- Text provided:
|---|
The concentration camp became an important resource for the Nazi war effort. The prisoners worked for the Nazis making munitions, bricks, and other building materials. They were also made to work in factories in the town. Each day they were marched out of the camp pass the nice houses of the German officers which was itself a type of psychological torture. The brickworks, just outside the confinement area became particularly feared by the prisoners because it was there that extensive torture and many prisoner deaths occurred.
“Station Z”, the extermination and cremation facility, was used to murder thousands of Soviet POWs. Under the guise of a medical exam, they were made to stand naked in front of a wall to measure their height, then an officer outside would shoot them in the neck through a hole in the wall. This was extremely efficient psychologically for the Germans because the soldiers in the room didn’t pull the trigger, and the soldiers on the outside didn’t have to see the people they were killing.
Visiting Sachsenhausen was particularly poignant for me as it forced me to confront my own personal prejudices. At the point that the tour guide mentioned how Jehovah’s Witnesses were imprisoned at the camps, I whispered an inappropriate joke a friend about how at least the Nazis got something right. My friend immediately rebuked me. “Yeah, it’s funny, but just wrong. Nobody deserves to die.” That’s what good friends are for, to point out your flaws when necessary. But the universe didn’t stop there. I stumbled across three specific memorials to Jehovah’s Witnesses while I visited the camp exploring on my own. The last one nearly brought me to tears. In the corner of the basement of the mess hall was a plaque next to a display of part of an urn. The plaque read something like this: In this nook was found a collection of unidentifiable human remains except for this piece of an urn which contained the name of a Jehovah’s Witness. I asked Katja what the Nazis had against them, and she explained that the Jehovah’s Witnesses refused to do the Nazi salute, venerate the Fuhrer, or serve the Reich. So, they were arrested and made to serve against their will. Many died here.
|---|
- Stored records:

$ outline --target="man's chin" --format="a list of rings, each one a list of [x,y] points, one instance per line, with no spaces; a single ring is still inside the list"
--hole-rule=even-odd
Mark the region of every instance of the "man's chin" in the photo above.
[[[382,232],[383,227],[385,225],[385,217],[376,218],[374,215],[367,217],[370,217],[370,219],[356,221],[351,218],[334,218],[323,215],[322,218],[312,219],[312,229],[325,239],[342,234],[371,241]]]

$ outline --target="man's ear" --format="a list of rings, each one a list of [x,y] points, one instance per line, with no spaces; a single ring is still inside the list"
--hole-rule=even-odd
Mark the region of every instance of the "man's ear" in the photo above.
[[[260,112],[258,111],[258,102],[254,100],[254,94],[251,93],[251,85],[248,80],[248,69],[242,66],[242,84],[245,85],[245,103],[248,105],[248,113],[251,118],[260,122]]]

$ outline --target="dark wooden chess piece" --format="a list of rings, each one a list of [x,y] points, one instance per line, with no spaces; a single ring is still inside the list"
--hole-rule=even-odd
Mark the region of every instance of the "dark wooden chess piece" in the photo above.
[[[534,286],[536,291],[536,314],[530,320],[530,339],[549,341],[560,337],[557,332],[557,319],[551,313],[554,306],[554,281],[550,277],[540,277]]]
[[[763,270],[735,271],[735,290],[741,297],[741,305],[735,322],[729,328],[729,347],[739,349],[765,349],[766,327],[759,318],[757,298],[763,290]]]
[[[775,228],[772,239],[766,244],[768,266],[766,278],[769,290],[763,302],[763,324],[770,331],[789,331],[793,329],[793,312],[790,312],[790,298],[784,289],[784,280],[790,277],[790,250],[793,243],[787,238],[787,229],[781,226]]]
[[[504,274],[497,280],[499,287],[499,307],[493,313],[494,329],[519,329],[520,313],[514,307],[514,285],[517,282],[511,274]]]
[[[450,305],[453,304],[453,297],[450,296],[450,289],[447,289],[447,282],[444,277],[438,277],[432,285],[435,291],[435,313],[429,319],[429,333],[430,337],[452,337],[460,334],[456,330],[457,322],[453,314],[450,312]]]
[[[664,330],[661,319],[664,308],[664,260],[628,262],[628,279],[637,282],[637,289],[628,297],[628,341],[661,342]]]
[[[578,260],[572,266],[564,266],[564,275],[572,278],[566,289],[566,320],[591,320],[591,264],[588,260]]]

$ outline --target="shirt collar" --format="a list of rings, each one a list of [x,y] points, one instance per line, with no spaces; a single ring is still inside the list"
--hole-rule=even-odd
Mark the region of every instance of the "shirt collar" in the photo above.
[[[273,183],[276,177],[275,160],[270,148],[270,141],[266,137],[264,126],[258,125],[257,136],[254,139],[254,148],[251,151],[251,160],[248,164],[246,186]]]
|---|
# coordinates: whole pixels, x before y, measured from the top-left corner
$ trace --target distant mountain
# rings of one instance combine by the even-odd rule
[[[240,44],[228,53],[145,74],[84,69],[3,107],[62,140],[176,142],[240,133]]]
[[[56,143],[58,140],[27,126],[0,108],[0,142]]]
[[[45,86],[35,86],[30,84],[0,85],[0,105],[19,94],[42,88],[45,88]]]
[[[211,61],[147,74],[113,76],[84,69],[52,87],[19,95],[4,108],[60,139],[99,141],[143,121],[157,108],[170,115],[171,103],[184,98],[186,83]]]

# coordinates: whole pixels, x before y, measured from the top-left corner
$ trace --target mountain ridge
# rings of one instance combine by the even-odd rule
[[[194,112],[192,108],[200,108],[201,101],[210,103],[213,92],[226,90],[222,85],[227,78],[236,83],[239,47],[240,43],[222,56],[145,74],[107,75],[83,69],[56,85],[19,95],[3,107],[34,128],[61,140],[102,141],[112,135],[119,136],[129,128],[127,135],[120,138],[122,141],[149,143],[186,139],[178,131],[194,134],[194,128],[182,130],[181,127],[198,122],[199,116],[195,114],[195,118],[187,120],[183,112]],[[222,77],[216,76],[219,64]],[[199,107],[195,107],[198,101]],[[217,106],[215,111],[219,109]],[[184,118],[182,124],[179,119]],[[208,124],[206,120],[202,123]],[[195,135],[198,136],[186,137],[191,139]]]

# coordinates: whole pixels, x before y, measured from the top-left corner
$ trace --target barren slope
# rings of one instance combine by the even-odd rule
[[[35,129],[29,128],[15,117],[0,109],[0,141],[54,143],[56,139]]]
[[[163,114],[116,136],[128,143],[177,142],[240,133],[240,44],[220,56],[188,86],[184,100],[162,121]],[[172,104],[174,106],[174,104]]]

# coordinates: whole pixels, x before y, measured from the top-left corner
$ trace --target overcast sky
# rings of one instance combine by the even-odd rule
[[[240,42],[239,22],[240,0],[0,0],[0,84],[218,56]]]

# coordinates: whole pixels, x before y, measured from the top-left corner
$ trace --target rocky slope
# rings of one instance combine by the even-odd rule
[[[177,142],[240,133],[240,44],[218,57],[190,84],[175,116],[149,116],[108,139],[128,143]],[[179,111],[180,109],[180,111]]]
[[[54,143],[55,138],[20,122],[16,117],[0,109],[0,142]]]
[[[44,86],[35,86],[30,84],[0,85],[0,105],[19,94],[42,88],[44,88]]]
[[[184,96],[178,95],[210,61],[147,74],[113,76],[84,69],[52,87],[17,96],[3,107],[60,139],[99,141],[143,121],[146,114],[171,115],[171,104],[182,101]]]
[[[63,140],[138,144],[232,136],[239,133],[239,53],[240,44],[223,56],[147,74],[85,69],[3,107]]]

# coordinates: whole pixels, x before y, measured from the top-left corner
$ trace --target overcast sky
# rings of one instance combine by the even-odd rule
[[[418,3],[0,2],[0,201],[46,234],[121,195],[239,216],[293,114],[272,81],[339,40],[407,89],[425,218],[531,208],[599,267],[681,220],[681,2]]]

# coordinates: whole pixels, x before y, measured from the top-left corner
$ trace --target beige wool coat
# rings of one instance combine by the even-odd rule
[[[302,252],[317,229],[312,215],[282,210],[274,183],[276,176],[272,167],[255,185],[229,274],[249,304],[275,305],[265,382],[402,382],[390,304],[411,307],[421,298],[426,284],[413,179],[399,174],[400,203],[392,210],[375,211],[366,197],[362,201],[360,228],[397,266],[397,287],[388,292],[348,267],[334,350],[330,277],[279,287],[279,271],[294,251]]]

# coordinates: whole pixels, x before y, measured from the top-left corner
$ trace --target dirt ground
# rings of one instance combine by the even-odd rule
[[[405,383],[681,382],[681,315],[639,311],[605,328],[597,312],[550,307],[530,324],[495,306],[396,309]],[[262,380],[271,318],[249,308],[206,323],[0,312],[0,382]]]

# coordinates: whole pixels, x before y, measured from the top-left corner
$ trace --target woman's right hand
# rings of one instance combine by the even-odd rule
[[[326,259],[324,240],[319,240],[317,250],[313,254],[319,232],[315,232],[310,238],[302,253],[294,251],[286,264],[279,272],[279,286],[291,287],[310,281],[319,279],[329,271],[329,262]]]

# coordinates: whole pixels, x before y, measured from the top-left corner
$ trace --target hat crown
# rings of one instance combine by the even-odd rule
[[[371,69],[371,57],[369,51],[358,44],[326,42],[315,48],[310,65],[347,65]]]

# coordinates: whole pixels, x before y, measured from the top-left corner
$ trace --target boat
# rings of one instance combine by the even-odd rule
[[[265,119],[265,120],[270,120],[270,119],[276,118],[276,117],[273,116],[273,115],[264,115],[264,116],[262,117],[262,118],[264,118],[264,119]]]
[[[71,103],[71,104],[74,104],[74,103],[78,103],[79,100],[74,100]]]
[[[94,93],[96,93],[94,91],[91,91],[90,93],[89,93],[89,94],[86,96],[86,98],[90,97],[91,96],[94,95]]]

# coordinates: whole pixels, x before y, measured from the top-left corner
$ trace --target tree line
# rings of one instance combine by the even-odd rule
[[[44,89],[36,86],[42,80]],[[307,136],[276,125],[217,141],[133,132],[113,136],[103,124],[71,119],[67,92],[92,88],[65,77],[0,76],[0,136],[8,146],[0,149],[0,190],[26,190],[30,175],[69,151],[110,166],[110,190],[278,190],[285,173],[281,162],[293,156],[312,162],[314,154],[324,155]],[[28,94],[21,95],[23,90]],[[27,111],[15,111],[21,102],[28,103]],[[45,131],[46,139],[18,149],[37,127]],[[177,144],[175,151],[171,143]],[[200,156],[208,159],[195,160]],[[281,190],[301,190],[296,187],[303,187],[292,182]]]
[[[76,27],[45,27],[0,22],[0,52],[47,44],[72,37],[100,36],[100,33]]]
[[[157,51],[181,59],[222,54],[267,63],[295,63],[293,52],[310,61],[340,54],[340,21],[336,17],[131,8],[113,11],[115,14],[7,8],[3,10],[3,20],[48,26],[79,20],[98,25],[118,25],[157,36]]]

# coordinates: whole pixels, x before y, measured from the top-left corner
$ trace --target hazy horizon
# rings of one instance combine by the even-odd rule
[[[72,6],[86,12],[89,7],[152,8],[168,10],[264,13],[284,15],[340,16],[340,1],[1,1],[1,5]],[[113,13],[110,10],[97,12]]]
|---|
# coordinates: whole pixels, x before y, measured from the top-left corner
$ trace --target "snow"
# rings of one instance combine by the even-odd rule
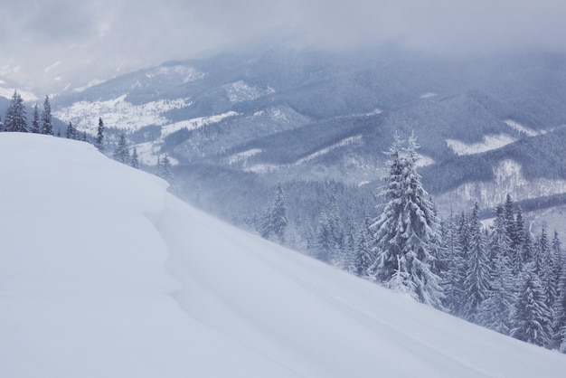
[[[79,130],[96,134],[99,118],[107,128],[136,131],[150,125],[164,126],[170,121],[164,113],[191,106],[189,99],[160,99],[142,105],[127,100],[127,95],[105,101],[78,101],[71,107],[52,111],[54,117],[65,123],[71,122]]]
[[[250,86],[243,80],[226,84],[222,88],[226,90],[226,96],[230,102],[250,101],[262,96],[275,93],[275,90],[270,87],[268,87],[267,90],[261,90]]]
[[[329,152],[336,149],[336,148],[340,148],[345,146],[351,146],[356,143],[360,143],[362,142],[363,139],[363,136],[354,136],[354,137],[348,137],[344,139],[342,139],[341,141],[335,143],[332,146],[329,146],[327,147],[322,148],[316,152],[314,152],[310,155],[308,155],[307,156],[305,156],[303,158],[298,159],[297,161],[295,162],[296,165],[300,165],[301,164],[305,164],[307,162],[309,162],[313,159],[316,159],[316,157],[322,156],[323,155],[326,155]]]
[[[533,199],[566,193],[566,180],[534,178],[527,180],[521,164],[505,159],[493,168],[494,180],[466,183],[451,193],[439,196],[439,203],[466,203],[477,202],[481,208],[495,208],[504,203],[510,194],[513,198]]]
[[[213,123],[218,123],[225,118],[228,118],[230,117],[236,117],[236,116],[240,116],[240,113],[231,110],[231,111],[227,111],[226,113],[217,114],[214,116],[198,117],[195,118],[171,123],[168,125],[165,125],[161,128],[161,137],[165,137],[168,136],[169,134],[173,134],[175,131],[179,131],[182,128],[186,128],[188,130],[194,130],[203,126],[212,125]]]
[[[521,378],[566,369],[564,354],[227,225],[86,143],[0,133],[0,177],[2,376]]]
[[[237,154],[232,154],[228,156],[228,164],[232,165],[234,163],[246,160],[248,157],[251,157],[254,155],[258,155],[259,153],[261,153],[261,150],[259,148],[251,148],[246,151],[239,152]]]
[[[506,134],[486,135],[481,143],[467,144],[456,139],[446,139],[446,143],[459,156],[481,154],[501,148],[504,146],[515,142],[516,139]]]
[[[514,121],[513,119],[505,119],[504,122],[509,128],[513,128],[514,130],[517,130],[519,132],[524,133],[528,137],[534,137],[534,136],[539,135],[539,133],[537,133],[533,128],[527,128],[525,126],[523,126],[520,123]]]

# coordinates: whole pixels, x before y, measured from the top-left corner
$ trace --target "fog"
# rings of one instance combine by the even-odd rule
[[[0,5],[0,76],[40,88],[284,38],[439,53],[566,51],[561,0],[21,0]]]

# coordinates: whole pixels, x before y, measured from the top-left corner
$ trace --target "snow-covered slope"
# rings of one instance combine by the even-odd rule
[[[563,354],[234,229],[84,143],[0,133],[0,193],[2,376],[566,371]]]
|---|
- Assignment:
Extend the account of the visit to Sachsenhausen with new text that follows its last sentence, "Many died here."

- Result of this exercise:
I can think what I want about their religion, but the Jehovah’s Witnesses had the courage of their convictions. I must respect that. And I must respect their decision to not recite the United States Pledge of Allegiance as a matter of conscious commitment. Many paid the ultimate price for that commitment during WWII.
In addition, Sachsenhausen and the 50+ Concentration Camps throughout Europe serve an important function. They remind us to examine ourselves. The memorial forced me to look at my own prejudiced attitudes, internalized stereotypes, and biases. We all need to remember that the Pyramid of Hate starts with prejudiced attitudes and the ultimate end is genocide. Never forget.
Disclaimer: The opinions in this essay are those of the author and do not necessarily represent those of the Peace Corps, the United States government or the Regional Roma Educational Youth Association.